- DATA ROWS:

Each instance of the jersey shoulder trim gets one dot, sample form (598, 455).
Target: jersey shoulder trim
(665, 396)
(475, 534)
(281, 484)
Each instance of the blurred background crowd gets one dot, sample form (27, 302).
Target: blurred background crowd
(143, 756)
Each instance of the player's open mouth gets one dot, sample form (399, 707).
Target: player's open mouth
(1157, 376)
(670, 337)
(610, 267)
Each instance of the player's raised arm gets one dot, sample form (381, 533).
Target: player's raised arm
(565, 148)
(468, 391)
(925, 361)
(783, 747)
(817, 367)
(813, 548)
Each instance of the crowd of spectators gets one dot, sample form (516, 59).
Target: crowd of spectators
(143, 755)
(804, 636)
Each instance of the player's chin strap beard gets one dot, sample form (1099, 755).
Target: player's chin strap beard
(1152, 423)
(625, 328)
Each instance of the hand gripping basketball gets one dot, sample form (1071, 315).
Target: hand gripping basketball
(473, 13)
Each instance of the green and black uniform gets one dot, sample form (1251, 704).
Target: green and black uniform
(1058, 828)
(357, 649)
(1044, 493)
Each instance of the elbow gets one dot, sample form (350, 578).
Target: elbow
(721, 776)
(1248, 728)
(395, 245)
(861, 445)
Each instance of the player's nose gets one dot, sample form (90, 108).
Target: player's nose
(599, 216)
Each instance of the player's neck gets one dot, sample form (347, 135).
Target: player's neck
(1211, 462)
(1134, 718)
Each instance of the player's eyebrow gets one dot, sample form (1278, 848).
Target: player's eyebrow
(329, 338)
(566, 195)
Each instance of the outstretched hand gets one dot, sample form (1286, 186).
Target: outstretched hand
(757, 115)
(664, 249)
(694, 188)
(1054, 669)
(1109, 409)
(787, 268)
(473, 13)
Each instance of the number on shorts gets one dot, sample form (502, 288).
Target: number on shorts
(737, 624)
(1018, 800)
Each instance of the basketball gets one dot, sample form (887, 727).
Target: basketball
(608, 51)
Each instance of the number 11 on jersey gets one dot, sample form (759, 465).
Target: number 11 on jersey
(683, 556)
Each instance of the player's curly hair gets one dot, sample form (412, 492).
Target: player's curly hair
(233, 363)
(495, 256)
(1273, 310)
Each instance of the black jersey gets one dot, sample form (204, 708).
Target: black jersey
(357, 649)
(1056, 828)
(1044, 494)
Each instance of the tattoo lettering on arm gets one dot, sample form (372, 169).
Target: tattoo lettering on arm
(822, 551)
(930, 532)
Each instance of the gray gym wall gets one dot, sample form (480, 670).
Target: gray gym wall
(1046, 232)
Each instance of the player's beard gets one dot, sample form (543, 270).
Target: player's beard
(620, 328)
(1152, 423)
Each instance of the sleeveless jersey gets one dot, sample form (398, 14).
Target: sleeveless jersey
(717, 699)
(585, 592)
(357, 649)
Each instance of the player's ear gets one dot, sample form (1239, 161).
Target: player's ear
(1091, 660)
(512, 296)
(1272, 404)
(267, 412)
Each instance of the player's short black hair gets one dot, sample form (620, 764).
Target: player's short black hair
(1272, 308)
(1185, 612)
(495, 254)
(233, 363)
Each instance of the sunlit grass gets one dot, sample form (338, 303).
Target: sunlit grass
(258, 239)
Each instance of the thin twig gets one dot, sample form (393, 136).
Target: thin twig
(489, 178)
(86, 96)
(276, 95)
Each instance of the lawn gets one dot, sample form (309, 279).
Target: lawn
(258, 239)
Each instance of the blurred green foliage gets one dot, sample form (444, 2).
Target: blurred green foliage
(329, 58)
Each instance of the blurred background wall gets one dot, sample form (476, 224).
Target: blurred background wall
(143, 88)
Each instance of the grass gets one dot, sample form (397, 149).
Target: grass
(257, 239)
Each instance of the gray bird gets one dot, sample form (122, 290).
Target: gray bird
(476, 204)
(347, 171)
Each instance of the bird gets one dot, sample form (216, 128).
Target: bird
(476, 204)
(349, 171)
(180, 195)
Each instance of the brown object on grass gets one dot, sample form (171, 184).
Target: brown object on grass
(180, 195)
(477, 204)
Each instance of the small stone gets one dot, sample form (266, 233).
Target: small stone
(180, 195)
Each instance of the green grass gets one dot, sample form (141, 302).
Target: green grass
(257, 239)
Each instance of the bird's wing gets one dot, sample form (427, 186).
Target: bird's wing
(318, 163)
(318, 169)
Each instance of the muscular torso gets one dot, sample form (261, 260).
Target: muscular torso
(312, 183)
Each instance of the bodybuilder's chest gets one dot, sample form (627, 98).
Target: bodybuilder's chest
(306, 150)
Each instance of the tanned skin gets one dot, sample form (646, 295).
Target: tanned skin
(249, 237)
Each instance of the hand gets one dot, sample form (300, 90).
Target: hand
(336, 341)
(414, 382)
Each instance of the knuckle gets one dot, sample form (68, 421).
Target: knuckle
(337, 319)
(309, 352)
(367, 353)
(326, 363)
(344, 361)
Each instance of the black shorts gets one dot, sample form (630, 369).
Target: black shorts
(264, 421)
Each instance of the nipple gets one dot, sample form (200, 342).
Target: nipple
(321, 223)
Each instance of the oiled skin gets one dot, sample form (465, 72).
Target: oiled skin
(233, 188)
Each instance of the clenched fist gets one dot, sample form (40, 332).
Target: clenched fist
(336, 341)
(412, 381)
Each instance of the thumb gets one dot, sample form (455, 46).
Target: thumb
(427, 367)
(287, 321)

==

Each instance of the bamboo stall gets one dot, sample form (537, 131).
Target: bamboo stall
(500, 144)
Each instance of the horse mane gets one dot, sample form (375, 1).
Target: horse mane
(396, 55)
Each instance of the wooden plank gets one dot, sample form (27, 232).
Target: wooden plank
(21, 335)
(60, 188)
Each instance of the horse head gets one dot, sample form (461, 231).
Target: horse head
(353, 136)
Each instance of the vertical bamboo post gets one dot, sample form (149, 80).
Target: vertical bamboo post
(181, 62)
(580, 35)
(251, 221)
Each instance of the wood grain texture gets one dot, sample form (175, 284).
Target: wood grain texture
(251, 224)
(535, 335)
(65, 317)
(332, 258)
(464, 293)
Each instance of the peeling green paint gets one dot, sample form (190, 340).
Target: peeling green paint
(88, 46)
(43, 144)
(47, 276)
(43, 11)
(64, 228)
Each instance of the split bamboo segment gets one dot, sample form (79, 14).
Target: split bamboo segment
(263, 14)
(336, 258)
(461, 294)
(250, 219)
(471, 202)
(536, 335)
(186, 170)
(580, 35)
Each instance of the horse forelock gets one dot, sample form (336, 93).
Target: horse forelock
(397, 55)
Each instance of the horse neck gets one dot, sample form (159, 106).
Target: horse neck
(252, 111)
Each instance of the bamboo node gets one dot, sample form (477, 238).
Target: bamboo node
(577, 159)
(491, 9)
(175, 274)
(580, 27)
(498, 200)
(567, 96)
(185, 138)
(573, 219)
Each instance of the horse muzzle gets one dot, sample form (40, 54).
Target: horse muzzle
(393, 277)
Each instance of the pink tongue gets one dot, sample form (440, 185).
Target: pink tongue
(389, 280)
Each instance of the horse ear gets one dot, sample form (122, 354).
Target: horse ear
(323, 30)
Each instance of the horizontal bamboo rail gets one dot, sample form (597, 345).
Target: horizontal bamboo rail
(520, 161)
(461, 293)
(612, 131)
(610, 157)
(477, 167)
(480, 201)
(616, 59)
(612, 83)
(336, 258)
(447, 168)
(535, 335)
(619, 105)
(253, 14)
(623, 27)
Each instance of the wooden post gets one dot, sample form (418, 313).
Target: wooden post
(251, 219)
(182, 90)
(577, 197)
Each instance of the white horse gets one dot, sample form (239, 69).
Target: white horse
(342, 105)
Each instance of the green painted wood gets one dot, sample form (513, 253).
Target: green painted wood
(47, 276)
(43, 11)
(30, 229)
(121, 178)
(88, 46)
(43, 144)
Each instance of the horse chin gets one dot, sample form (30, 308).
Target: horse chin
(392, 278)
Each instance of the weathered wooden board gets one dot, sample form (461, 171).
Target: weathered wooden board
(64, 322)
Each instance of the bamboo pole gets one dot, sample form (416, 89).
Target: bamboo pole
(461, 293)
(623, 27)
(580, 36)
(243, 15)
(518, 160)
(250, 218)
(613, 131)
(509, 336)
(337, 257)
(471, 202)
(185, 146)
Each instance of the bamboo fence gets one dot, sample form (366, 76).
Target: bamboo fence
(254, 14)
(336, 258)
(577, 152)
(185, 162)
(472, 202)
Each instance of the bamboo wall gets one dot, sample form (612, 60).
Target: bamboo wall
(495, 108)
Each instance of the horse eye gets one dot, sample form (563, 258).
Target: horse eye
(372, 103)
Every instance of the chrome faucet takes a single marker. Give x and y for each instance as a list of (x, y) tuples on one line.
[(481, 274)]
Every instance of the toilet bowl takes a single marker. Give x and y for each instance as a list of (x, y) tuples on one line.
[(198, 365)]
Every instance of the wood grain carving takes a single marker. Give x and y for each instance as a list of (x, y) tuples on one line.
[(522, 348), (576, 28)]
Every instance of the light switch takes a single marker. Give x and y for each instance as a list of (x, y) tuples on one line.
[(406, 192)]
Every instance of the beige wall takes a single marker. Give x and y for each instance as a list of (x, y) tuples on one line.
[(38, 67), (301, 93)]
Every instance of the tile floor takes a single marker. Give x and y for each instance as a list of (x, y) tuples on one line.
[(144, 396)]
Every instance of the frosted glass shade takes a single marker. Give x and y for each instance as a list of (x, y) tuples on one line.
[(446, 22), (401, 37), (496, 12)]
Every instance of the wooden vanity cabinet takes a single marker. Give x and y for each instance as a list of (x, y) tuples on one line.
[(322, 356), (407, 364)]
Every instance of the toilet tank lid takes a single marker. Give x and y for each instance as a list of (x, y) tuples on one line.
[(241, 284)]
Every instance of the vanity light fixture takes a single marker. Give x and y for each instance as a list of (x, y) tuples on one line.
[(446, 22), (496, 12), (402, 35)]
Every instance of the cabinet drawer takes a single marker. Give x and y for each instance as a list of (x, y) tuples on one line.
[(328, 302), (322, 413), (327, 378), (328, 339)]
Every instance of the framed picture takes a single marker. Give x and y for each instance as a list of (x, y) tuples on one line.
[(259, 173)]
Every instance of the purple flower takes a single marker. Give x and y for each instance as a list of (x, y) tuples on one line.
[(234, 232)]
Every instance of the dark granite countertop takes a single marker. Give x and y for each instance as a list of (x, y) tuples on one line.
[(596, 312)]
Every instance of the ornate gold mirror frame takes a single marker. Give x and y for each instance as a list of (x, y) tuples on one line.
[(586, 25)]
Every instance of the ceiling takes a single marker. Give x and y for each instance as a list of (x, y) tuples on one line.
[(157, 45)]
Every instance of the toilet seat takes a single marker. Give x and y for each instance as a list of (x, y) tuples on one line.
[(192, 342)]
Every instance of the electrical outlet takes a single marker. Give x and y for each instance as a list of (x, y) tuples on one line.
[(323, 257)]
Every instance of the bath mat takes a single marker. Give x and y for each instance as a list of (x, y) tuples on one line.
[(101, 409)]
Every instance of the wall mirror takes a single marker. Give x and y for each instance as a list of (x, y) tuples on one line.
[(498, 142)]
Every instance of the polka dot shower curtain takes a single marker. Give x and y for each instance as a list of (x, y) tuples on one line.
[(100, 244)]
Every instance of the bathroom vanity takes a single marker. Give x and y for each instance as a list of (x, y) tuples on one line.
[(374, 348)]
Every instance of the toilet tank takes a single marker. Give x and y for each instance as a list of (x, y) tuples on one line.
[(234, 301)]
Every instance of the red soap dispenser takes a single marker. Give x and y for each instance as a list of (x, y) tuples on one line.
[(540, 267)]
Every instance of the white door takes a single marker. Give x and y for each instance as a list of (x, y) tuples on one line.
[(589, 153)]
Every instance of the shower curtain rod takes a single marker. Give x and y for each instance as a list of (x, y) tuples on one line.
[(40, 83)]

==

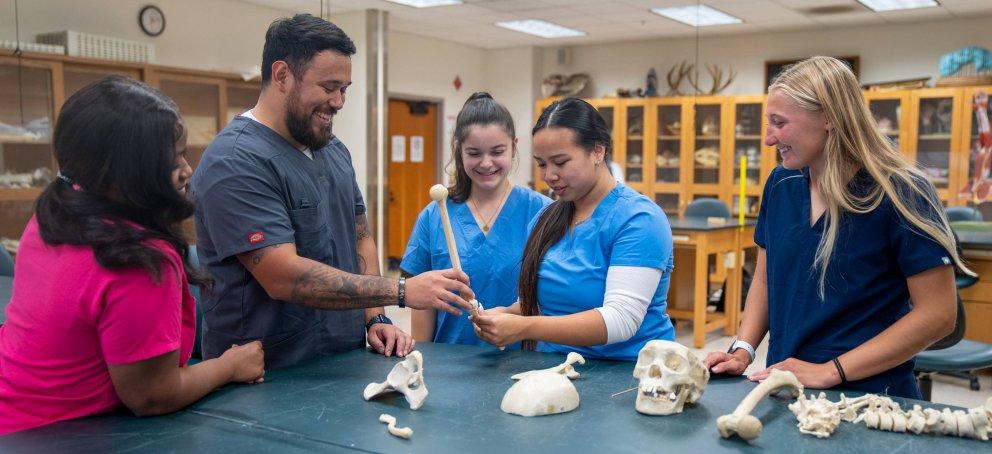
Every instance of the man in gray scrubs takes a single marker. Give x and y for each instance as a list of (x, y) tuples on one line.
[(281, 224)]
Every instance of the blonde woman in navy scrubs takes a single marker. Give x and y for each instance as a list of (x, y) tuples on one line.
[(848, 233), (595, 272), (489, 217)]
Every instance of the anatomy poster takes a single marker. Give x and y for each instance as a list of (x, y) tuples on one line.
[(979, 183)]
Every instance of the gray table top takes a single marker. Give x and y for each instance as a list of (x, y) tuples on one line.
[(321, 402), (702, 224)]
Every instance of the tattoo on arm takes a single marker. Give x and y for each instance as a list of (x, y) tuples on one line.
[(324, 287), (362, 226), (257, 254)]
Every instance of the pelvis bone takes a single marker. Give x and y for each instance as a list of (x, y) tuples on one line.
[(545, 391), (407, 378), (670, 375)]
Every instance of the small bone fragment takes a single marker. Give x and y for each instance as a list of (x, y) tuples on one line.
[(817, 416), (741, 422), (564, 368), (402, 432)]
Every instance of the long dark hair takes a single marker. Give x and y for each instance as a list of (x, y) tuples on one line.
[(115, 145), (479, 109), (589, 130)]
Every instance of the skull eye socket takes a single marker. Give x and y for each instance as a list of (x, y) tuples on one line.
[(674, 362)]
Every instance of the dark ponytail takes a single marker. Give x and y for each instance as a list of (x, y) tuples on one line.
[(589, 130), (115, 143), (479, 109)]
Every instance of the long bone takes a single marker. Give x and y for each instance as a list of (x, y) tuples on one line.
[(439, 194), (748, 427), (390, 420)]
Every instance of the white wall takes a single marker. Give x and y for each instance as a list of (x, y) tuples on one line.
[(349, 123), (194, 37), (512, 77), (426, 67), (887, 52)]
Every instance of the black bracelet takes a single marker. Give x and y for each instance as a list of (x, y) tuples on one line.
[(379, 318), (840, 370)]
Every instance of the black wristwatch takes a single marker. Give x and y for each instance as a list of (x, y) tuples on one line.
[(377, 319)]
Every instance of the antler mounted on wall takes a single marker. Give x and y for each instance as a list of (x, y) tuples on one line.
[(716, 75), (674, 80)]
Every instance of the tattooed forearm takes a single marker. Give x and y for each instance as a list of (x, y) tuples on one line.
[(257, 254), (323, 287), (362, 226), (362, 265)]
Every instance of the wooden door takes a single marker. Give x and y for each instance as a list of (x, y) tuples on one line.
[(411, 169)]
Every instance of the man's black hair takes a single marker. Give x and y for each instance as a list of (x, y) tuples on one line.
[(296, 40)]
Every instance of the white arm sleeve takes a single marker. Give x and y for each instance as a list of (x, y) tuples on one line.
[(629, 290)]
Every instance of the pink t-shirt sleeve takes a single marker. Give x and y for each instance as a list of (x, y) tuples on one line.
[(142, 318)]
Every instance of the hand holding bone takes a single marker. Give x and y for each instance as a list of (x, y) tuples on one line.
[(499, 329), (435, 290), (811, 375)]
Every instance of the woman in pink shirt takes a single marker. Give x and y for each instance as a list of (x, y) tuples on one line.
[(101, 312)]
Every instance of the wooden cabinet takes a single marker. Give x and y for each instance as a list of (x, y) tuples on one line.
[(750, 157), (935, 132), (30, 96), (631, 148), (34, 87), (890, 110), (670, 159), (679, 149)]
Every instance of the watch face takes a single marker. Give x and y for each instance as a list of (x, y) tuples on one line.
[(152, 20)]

- TASK PROMPT: Reproduce the listing verbatim, starting with the line that contains "Every instance of the toilet tank lid" and stopping after the line that contains "[(446, 22), (496, 12), (402, 35)]".

- WRITTEN RESPONSE:
Every instance of the toilet tank lid takes a single marker. Give x and y for each instance as a list of (x, y) tuples on one line.
[(241, 284)]
Every instance of the vanity light fixture takes a single marker. Give x and y for each instance as a list of (x, y) tuples on one line.
[(446, 22), (496, 12), (402, 35)]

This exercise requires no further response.